Esthetic evaluation of dynamic smiles with attention to facial muscle activity

Am J Orthod Dentofacial Orthop. 2013 Jun;143(6):819-27. doi: 10.1016/j.ajodo.2013.01.017.


Introduction: Numerous studies of smile esthetics have used still photos. Photos, however, do not capture the dynamics of a smile, an element that can contribute to overall smile esthetics. In this study, we assessed the esthetics of dynamic smiles.

Methods: Four facially balanced female dental students were trained to produce 8 distinct smiles using the facial action coding system. Videos of the models' whole faces were presented to 2 panels of raters: dental students and nondental undergraduate students. Smile attractiveness was rated using a Web-based survey.

*Given entries*.
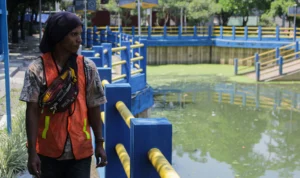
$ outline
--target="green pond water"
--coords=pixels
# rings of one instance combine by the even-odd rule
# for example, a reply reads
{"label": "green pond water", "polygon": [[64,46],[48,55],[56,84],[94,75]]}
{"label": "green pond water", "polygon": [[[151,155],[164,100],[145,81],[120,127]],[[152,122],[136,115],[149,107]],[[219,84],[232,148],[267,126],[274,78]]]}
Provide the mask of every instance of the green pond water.
{"label": "green pond water", "polygon": [[173,125],[182,178],[299,178],[299,84],[242,84],[210,75],[148,77],[151,117]]}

*Problem description*.
According to the smile esthetics abstract, why did the study assess the esthetics of dynamic smiles instead of relying on still photos? Use only the text about smile esthetics, not the material.

*Response area*.
Still photos do not capture the dynamics of a smile, and those dynamics can contribute to overall smile esthetics. The study therefore evaluated dynamic smiles.